▶ [Requirement]:
Count the lines in the records below that contain the string "mark", treating uppercase and lowercase as different, and reply with the number alone.
** Opening Entries provided block **
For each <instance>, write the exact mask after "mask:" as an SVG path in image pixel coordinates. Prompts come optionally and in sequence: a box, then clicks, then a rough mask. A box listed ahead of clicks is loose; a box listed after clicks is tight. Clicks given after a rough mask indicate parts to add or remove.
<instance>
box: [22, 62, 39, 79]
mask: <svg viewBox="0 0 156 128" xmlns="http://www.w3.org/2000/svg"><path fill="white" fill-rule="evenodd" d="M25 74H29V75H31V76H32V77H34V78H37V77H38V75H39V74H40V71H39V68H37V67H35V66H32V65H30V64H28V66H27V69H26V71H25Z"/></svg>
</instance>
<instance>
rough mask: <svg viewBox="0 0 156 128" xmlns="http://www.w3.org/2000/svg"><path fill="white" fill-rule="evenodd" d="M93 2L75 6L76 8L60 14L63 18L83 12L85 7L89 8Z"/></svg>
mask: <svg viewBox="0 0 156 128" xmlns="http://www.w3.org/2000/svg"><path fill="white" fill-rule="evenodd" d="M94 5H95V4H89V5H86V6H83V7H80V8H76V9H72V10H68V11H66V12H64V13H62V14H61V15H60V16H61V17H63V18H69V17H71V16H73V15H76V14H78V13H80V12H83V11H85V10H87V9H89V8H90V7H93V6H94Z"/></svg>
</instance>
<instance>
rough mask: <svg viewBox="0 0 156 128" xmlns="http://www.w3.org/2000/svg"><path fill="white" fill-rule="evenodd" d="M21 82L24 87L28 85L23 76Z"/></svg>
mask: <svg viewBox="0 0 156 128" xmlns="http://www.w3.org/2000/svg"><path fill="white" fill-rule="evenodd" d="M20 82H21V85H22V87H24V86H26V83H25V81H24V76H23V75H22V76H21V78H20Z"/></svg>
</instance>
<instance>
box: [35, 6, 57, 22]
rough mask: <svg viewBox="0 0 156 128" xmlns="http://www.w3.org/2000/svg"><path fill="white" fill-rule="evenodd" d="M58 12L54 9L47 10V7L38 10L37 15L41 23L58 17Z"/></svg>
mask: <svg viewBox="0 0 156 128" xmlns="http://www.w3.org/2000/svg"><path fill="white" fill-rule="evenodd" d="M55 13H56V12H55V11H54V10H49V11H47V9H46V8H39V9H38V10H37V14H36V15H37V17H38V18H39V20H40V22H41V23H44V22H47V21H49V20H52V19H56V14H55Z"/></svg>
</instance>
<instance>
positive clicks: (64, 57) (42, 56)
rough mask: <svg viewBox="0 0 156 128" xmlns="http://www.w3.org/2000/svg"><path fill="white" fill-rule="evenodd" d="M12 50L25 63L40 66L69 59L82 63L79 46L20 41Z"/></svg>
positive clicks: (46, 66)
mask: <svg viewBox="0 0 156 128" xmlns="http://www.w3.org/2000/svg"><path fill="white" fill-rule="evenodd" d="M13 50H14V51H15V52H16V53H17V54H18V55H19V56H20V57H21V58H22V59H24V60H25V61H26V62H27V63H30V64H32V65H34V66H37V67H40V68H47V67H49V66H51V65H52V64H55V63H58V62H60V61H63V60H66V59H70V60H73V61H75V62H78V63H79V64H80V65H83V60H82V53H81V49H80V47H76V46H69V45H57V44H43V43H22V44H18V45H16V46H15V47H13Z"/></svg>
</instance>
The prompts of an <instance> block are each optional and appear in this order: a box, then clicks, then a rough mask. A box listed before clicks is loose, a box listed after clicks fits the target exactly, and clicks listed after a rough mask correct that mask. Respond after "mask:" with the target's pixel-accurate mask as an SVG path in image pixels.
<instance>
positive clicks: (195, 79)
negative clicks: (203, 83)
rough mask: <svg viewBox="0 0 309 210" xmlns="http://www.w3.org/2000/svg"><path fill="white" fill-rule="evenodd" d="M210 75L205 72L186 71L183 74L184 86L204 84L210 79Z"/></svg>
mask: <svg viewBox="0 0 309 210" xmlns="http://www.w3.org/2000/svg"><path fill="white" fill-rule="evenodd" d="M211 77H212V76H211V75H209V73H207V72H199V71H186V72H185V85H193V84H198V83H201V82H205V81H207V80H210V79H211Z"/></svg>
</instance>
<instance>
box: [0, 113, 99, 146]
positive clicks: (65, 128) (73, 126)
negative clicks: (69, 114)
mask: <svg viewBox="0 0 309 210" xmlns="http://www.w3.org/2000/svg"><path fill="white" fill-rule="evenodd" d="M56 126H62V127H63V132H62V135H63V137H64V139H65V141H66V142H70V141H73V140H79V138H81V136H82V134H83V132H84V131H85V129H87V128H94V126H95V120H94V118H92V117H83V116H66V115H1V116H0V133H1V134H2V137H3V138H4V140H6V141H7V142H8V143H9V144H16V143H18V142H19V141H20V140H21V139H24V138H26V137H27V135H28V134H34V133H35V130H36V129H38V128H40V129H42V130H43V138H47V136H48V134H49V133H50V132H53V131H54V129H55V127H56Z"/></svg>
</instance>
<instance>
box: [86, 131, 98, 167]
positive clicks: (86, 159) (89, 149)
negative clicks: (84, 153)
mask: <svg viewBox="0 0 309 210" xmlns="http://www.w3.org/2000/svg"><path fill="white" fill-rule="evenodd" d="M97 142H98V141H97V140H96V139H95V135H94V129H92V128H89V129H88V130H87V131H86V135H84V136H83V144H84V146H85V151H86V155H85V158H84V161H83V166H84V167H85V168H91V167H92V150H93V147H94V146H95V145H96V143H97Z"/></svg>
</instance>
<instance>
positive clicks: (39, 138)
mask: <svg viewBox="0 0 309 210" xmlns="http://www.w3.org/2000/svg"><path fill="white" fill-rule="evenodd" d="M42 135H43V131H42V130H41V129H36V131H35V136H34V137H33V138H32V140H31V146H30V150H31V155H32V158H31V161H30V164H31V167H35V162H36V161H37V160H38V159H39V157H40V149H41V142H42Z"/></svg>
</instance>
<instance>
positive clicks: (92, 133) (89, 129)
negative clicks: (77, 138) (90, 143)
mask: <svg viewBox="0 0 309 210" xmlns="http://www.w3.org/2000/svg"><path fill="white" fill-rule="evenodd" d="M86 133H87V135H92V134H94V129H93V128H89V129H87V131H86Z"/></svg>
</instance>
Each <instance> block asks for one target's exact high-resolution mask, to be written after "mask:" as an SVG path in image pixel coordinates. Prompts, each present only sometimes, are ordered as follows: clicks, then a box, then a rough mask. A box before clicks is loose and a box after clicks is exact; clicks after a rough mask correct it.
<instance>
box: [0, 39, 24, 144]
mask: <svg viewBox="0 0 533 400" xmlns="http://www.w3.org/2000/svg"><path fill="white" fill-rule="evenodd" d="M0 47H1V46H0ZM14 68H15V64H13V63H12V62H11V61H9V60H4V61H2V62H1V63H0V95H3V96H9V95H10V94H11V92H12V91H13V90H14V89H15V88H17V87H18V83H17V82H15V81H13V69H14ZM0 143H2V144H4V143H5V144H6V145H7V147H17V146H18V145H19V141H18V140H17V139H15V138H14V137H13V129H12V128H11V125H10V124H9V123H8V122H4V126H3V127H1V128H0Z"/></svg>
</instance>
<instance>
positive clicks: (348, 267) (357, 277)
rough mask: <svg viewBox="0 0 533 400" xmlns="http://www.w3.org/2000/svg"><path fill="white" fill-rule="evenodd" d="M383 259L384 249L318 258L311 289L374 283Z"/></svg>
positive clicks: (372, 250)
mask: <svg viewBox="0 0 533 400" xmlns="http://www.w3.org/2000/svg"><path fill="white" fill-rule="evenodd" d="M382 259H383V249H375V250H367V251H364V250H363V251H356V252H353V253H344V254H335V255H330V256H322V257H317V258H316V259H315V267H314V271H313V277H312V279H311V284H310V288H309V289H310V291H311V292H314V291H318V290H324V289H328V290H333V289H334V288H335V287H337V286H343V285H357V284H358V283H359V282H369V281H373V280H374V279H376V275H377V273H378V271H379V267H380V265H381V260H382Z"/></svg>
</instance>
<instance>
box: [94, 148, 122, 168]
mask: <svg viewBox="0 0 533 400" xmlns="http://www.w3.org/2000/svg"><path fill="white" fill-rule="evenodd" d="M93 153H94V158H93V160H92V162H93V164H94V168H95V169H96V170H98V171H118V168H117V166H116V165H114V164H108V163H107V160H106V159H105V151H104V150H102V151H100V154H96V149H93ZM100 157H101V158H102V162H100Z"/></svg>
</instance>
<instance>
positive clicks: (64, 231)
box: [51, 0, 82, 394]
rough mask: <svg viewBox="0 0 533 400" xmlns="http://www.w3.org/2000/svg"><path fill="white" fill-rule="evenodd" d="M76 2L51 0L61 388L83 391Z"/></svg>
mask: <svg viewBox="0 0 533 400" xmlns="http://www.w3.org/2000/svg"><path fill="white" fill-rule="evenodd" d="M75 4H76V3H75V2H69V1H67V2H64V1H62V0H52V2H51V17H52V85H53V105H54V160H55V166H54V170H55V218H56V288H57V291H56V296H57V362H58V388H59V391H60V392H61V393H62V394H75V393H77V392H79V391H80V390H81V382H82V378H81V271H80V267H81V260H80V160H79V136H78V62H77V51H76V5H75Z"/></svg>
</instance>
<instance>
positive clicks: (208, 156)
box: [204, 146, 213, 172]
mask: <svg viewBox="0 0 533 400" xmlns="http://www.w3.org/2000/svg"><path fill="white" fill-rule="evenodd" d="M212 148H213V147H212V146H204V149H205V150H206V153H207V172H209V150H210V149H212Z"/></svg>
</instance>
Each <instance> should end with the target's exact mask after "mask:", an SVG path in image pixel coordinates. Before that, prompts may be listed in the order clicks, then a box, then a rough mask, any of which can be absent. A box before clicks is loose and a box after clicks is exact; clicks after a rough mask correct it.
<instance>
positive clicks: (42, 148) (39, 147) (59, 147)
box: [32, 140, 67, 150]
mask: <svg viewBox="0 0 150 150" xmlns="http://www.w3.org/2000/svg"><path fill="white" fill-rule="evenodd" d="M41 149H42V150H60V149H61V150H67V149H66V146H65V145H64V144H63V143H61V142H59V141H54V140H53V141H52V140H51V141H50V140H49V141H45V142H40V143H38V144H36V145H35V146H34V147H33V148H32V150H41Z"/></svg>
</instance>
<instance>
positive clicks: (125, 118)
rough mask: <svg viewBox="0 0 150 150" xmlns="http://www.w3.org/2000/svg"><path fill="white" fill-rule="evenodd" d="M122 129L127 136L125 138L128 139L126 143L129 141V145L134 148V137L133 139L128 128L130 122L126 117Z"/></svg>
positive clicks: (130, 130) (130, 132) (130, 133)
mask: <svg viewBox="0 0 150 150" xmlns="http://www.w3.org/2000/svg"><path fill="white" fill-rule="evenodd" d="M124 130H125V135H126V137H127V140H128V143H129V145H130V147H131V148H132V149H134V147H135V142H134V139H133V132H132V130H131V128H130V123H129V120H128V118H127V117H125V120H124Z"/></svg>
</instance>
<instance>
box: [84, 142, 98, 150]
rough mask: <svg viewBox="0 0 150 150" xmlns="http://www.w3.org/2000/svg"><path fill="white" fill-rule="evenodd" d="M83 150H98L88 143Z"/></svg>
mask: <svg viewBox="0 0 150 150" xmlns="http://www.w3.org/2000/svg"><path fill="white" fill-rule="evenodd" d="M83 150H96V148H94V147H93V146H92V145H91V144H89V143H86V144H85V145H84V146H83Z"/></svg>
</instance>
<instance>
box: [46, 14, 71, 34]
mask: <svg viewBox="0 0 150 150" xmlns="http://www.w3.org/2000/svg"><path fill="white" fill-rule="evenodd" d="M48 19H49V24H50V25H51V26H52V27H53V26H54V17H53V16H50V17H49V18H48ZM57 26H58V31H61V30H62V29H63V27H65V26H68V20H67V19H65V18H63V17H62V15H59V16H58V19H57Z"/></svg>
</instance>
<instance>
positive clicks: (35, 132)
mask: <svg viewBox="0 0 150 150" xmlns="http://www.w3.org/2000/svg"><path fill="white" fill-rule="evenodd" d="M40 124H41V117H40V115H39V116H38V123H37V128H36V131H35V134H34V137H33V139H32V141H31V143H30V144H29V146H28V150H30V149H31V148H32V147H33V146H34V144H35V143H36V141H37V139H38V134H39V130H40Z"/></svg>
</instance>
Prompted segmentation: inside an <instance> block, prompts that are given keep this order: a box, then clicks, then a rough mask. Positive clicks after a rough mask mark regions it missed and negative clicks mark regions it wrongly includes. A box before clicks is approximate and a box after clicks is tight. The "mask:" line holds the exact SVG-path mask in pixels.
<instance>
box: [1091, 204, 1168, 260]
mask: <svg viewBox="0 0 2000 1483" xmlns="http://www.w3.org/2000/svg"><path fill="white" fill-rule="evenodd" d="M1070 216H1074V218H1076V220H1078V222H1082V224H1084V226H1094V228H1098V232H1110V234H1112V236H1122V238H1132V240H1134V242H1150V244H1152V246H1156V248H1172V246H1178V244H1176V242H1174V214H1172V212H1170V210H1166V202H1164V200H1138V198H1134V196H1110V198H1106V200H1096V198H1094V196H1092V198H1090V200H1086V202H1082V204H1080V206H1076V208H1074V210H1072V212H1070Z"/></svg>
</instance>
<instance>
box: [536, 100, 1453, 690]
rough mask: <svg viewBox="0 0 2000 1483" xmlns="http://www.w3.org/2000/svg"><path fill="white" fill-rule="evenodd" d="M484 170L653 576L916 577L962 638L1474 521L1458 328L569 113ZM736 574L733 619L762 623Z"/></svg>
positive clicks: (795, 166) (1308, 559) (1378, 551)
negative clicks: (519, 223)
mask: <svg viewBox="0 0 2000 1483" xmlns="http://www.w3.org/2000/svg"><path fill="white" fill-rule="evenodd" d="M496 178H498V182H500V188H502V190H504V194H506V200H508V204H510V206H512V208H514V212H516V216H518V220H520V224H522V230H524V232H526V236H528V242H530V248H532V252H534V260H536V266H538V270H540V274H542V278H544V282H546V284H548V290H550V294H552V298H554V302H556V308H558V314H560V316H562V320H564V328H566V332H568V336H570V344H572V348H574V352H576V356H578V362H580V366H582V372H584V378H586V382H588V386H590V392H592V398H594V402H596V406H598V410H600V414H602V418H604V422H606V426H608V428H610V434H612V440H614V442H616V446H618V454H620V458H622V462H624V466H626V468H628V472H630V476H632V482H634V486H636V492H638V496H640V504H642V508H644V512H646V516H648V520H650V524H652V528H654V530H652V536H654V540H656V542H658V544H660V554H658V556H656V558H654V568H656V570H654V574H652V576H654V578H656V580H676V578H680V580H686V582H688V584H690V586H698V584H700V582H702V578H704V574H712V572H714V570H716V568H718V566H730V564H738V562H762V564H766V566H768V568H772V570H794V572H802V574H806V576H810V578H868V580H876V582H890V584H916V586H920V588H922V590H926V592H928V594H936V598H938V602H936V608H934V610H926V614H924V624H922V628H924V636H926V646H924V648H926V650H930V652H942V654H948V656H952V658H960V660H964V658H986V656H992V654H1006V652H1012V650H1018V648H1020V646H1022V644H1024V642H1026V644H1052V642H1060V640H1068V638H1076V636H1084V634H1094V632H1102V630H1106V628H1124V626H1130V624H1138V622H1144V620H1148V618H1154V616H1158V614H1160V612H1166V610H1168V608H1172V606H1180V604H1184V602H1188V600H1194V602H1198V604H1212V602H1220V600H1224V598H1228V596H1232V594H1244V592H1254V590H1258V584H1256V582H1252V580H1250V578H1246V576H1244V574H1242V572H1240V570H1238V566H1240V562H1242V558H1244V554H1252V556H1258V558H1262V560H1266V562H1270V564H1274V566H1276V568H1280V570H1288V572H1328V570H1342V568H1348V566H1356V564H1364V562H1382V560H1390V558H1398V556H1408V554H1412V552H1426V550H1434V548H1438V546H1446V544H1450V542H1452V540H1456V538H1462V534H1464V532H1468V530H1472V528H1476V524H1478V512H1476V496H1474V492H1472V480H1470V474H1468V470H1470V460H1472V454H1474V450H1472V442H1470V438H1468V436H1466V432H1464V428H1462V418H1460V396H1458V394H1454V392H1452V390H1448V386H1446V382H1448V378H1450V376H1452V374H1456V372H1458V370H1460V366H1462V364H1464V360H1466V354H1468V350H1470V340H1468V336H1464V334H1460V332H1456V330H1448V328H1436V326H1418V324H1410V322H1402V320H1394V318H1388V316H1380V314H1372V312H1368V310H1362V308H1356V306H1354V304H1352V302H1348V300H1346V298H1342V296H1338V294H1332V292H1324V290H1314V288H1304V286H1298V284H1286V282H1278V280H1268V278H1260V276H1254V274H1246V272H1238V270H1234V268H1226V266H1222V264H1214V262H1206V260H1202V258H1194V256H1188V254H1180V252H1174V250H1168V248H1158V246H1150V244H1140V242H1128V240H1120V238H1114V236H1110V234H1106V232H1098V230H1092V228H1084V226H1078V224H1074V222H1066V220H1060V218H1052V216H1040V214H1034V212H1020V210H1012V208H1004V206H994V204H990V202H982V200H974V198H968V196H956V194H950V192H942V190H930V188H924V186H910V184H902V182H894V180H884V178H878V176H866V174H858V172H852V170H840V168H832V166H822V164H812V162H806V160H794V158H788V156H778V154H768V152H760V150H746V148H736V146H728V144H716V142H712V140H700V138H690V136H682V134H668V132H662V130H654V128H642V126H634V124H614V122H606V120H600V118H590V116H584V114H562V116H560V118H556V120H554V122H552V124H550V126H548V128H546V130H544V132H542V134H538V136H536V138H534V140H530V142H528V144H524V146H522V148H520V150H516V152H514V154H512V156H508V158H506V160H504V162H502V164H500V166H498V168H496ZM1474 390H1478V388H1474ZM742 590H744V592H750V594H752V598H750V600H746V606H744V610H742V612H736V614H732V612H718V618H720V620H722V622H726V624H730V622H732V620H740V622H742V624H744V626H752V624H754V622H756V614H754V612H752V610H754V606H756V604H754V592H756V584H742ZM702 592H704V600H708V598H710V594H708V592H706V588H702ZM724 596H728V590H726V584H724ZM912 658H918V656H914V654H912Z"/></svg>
** Closing Entries provided block **
▶ [Response below]:
1